- [Document passage]:
CONFIDENTIAL
Operations Manual for <System Name>

OPERATIONS MANUAL
FOR
<SYSTEM NAME>

Quick Reference

Executive Sponsor / <Job Title>
Business Owner
Technical Owner
Manual Author / <Your Name> / <Your Job Title>

Table of Contents

1. Revision History

2. Key Operational Resources

3. Introduction

4. System Overview

5. Information Inventory

6. Deployment Profile

7. Contract Administration

8. Support Processes

9. Security Processes

10. Administrative Processes

11. Appendix A

1.Revision History

Revision # / Date / Author / Comment
1.0 / <YYYY-MM-DD> / <Your Name> / Original Document
<Annual updates (minimum) are recommended>

2.Key Operational Resources

The purpose of this section is to eliminate any confusion over where system documentation is kept. Fill this table out with key documents, locations or websites related to operations. Give the location of the resource and hyperlink to it, whether it’s on the network drive, DIIMS, SharePoint, a website, etc… If there are operational intranet sites, public operational sites, etc… list them all.

- [Data section]:
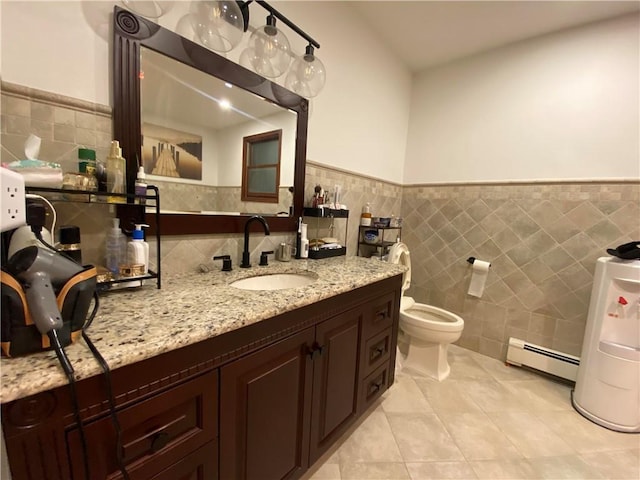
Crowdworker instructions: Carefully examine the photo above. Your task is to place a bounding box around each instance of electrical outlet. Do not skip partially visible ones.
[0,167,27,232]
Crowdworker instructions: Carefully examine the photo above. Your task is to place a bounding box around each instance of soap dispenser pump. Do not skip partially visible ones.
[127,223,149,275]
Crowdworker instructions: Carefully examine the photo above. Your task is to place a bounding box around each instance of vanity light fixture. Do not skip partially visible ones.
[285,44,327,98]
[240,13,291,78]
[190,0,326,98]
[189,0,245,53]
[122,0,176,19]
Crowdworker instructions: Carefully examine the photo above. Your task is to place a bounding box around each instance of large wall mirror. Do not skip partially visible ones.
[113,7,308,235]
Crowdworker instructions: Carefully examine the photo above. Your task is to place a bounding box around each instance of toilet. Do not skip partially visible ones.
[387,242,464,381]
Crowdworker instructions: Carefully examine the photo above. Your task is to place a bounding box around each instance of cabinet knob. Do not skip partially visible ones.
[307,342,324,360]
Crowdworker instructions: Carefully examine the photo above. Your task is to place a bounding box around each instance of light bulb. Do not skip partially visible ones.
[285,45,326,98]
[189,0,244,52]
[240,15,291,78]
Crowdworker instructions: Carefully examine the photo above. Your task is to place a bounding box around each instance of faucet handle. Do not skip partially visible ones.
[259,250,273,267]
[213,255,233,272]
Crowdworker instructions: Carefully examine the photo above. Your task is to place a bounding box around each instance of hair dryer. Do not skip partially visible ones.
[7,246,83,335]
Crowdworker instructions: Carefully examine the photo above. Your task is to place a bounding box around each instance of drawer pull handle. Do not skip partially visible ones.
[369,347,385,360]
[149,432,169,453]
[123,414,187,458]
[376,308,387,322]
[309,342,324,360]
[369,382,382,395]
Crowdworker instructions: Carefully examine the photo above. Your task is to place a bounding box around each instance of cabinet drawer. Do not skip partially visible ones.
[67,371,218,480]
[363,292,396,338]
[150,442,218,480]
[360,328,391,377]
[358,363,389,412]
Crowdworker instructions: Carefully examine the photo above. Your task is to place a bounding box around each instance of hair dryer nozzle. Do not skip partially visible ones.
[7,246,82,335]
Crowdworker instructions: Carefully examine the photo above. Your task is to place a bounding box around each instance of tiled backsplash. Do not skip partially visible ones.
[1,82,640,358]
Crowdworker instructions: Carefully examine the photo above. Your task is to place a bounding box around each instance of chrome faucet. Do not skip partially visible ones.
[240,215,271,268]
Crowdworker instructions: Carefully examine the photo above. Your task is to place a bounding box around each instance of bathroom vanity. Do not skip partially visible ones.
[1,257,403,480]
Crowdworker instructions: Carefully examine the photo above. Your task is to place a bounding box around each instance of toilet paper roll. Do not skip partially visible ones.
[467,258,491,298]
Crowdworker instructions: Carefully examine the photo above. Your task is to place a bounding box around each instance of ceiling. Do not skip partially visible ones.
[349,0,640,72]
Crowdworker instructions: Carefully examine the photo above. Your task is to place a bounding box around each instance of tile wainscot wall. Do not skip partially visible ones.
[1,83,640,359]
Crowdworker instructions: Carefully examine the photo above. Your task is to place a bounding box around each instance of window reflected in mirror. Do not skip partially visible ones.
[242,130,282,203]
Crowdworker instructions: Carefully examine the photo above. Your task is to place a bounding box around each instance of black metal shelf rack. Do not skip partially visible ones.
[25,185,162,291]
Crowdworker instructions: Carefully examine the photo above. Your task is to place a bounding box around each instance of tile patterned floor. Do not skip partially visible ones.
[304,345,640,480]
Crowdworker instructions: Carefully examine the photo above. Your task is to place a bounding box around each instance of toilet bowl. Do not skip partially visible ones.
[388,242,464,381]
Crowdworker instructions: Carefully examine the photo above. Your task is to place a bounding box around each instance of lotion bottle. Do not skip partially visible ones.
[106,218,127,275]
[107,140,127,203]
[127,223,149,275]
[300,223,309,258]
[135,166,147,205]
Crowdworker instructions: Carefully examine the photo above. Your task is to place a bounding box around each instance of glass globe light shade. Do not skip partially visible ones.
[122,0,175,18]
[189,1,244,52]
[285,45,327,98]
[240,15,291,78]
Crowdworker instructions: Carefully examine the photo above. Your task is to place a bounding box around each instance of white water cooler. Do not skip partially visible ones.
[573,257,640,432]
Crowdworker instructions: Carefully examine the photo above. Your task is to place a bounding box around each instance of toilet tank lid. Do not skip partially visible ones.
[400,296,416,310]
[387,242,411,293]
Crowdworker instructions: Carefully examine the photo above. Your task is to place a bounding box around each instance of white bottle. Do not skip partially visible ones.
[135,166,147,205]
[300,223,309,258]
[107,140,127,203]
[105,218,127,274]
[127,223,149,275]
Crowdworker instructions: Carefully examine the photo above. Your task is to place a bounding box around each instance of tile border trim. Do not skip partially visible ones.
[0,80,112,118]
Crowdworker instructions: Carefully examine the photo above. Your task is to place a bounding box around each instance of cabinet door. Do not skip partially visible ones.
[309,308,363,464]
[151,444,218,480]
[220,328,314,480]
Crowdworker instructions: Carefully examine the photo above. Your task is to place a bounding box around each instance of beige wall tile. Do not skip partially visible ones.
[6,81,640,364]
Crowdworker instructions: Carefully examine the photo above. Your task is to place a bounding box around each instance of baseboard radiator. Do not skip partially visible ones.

- [Work instructions]: Resume the operations manual template after its final sentence, writing further content in the same style. The items are separate from the text and serve only as accompanying material.

- [Final result]:
Key Operational Documents / Where to Find
Operations Manual (this document) / Network Drive
Disaster Recovery Plan / Network Drive
Implementation Report / Network Drive
TSC System Guide / Network Drive
System Team Site / SharePoint

3.Introduction

<The following sections vary substantially from system to system, department to department. Feel free to modify, add or remove sections to meet your needs. This template is only a starting place to help you cover many different areas. There is no requirement to fill in any particular section or to use any particular format.

3.1.Introduction and Purpose

This section introduces and describes the purpose of the Operations Manual, the audience of the manual, the name of the system to which it applies>

<The intent of this manual is to bring together all the knowledge required by the operations team into a single document that can be easily taken offline and/or secured. Many sections are better treated elsewhere (like on a support team wiki) or specialized plans and documents. This manual should use hyperlinks to those documents wherever possible. Therefore, the only details in this manual should be those not found anywhere else, those too sensitive for other documents, or those too critical to be hyperlinked (since the network might be down when needed).>

3.2.Note about the Security of this Manual

This manual contains sensitive information, which, in the wrong hands, could facilitate a major security breach. Distribution of this manual should be as limited as possible. This manual may contain sensitive details, such as how the system is secured, but NOT passwords or personal information. Security processes for sensitive documentation, such as this manual, are described below in Section 9.5.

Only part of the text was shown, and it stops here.